- [AUFGABE] Führe den folgenden Forumsthread über Speichenlängen bei Profile-Naben nach seinem letzten Eintrag weiter.

- [AUSGEWÄHLTER AUSZUG]
**********

# verschiedene speichenlängen bei profile naben?



## betonp!lz (12. Juni 2006)

hi,hi,
bin mal wieder auf eure hilfe angewiesen!
hab mir am samstag die profile ss cassetten nabe bestellt und jetzt hat mir ein kumpel gesagt,dass man für die nabe verschieden lange speichen bräuchte!
stimmt des?
greetz  max


----------



## Tobster (13. Juni 2006)

für die ss cassette brauchst kei unterschiedliche, die hat zwei gleich hohe flansche . bei der mini verhält es sich anders, da dort der linke flansch kleiner gehalten is als der rechte, dort benötigst du dann zwee unterschiedliche längen, also links etwas längere speichn als auf der recht seit. bei der ss sin allerdings die speichn links un rechts gleich lang zu wählen.


----------



## MTB-News.de




----------



## AerO (13. Juni 2006)

**********

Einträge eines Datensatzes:
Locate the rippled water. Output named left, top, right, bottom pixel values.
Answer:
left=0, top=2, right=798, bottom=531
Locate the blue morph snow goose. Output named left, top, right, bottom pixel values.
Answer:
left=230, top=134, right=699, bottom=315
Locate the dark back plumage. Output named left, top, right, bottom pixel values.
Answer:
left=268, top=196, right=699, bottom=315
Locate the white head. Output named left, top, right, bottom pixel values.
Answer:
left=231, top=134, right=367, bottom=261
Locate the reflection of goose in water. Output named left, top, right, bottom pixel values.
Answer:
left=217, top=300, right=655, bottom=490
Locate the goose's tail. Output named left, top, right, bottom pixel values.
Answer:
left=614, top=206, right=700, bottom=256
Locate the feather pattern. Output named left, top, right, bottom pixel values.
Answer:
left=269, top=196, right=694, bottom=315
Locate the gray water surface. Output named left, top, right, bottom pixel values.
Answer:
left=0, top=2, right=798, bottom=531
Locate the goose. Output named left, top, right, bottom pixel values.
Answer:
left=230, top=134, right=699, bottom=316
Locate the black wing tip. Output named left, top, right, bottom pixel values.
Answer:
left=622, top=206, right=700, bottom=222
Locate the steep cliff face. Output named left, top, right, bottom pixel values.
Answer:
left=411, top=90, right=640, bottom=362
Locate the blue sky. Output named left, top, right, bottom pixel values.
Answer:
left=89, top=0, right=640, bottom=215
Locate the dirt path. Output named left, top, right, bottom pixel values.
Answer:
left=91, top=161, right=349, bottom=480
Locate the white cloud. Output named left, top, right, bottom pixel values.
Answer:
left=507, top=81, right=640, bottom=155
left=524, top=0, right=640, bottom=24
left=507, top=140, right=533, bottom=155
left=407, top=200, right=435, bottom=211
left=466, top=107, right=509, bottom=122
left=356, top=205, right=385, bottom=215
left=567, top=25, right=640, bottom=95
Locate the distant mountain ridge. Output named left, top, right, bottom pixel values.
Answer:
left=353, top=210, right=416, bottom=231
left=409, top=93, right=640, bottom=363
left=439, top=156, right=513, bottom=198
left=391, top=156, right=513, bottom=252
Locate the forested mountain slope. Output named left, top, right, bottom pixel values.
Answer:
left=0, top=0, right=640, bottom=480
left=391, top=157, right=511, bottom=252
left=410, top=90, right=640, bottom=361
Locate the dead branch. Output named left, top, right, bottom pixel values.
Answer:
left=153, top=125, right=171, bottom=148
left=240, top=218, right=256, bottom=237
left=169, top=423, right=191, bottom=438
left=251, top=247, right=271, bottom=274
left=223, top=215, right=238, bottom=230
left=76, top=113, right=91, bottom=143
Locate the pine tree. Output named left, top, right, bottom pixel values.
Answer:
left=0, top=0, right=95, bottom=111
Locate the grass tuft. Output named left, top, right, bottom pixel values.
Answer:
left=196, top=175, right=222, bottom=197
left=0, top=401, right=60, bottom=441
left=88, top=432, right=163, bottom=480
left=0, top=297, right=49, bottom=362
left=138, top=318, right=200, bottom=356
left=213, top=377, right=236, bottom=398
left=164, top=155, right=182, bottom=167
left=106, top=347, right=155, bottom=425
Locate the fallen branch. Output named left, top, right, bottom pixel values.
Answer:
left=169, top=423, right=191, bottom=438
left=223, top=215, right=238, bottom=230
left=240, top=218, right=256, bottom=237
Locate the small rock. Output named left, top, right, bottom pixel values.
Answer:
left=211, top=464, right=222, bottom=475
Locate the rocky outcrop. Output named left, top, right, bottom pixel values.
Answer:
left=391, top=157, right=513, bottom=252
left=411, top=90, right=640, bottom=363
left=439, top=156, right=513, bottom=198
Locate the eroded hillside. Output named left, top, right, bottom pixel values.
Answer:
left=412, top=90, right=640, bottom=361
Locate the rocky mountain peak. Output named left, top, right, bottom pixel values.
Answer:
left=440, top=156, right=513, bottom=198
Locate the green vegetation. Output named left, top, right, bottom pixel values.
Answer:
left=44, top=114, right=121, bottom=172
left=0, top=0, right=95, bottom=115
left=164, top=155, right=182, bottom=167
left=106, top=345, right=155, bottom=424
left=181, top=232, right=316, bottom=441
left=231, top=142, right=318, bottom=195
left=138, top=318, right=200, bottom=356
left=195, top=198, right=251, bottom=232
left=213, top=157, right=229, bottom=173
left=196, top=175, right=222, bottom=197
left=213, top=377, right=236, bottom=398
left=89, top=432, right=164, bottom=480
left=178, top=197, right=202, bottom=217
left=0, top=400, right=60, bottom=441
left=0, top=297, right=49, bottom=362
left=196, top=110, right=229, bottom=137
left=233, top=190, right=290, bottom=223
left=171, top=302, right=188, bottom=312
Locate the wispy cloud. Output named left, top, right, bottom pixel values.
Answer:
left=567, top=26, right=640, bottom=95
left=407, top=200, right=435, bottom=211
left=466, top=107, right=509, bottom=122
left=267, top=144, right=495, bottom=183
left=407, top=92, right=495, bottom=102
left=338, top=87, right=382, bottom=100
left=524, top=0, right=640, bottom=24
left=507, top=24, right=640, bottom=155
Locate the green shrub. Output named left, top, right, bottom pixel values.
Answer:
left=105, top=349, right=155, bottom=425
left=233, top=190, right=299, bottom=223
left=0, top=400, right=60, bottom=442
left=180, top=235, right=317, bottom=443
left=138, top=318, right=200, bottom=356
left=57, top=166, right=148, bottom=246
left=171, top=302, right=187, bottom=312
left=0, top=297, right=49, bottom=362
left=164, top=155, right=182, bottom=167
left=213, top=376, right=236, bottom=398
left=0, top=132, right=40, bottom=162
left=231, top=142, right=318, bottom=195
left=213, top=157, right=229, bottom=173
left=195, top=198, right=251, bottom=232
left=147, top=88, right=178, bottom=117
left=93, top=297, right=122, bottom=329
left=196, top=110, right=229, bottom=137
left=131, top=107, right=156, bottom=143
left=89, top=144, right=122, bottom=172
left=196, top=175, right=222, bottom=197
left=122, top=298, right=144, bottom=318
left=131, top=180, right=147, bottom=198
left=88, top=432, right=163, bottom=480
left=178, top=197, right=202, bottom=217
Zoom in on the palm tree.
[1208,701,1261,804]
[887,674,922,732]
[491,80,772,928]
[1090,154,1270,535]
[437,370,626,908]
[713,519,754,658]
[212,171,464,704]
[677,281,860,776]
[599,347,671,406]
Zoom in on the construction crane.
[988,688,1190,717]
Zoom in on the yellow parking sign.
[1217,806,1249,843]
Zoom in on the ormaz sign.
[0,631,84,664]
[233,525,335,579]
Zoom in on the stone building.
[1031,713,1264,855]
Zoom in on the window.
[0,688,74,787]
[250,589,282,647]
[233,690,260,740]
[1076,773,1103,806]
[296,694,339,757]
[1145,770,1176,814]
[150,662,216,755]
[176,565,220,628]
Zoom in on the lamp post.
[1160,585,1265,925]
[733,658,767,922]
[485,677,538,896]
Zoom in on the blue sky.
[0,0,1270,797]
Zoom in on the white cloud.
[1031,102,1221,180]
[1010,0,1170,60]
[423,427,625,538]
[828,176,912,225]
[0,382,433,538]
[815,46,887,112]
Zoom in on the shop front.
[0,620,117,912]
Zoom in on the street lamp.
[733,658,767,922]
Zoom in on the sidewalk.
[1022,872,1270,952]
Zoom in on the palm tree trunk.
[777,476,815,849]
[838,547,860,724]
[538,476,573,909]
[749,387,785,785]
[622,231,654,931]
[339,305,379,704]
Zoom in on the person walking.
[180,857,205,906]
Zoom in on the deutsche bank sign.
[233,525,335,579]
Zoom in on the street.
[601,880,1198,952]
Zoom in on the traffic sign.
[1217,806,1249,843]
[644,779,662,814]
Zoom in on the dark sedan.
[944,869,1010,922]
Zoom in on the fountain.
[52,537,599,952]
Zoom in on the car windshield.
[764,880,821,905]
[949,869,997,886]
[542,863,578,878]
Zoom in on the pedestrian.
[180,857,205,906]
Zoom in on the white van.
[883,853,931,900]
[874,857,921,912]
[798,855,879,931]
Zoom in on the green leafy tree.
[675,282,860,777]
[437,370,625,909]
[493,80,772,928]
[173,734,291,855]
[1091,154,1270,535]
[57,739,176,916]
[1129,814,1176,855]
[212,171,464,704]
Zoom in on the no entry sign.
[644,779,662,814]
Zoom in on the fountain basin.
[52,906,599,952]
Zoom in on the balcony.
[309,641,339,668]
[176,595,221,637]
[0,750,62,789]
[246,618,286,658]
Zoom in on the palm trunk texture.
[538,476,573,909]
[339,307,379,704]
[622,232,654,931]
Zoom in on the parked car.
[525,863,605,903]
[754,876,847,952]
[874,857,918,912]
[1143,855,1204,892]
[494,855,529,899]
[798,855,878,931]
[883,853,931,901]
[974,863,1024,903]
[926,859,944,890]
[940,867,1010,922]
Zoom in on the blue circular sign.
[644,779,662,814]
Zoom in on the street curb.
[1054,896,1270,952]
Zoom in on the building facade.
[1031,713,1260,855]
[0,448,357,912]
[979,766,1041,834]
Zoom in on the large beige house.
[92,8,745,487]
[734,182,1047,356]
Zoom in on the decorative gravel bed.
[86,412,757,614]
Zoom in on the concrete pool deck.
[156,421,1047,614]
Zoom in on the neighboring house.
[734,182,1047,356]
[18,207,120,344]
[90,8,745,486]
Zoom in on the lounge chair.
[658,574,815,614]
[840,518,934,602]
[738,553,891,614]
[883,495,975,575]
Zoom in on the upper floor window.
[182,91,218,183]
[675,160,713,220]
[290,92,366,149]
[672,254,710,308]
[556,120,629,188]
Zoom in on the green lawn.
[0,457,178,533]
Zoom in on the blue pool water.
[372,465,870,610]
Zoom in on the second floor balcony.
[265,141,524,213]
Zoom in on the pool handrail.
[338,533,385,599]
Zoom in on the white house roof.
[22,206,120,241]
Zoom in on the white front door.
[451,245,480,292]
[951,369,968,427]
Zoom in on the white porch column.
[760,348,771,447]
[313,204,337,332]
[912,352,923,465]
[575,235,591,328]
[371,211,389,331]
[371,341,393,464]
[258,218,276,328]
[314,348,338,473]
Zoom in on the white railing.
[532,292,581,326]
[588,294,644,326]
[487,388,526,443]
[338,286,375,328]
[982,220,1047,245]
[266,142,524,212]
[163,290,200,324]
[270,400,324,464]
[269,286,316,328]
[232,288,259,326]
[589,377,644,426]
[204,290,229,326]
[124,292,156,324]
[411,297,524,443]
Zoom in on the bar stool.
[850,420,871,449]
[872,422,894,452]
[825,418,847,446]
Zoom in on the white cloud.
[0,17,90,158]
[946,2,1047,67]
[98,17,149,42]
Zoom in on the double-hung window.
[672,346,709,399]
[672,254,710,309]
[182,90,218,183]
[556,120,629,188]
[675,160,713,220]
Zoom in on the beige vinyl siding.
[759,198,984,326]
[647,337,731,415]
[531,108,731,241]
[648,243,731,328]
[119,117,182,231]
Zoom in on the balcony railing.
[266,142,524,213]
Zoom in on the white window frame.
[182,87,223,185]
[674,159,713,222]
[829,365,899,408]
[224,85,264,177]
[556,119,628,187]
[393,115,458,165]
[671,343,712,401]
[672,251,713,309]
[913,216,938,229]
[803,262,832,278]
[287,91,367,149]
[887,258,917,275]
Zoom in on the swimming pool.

**********

- [LÖSUNG]
vielleicht sollte man noch zusätzlich erwähnen, dass bei der ss gleichlange speichen verwendet werden können, da die flange gleich hoch sind, was dazu führt, dass die speichenlänge rechts und links nicht variiert. ganz anders bei der mini ss, denn dort ist der antriebsseitenflange höher als der der gegenseite, was dazu führt, dass die speichenlänge rechts und links unterschiedlich ist. laut waager vermutungen zufolge ist dies auf die unterschiedlichen höhen der flange zurückzuführen, doch das sind alles nur gerüchte und da ich ja nicht alles 3mal sagen will würd ich sagen, dass die speichen unterschiedlich lang sind, zumindest bei der mini ss, im gegensatz zur ss, welche gleich hohe flange besitzt.


----------



## betonp!lz (13. Juni 2006)

danke für diese ausführliche erläuterung!bin jetzt bestens über die beiden naben informiert!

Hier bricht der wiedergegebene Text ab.